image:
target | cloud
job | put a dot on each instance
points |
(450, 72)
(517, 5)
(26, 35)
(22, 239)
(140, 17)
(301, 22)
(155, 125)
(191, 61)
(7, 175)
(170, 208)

------------------------------

Can you give the data above again with "instance" swapped for "occurrence" and everything else unchanged?

**SOLUTION TO THIS PROBLEM**
image:
target | cloud
job | put a dot on each occurrence
points |
(450, 72)
(517, 5)
(26, 35)
(22, 239)
(140, 17)
(301, 22)
(155, 125)
(191, 61)
(7, 175)
(170, 208)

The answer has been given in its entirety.